=== Work task ===
The reply should contain all of the data below, word for word.

=== Records supplied ===
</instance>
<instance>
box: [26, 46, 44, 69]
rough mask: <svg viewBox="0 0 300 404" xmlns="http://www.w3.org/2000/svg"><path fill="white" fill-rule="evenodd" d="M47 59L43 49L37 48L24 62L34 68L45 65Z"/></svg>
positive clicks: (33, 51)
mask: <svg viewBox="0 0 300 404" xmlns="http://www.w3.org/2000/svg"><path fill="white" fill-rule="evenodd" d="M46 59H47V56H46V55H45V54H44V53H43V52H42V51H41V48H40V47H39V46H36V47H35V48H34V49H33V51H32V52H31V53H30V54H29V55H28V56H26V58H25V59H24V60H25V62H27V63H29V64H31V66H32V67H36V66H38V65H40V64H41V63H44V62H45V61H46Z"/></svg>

=== Task answer ===
</instance>
<instance>
box: [26, 46, 44, 69]
rough mask: <svg viewBox="0 0 300 404" xmlns="http://www.w3.org/2000/svg"><path fill="white" fill-rule="evenodd" d="M47 59L43 49L37 48L24 62L34 68L45 65Z"/></svg>
positive clicks: (33, 51)
mask: <svg viewBox="0 0 300 404" xmlns="http://www.w3.org/2000/svg"><path fill="white" fill-rule="evenodd" d="M46 59H47V56H46V55H45V54H44V53H43V52H42V51H41V48H40V47H39V46H36V47H35V48H34V49H33V51H32V52H31V53H30V54H29V55H28V56H26V58H25V59H24V60H25V62H27V63H29V64H31V66H32V67H36V66H38V65H40V64H41V63H44V62H45V61H46Z"/></svg>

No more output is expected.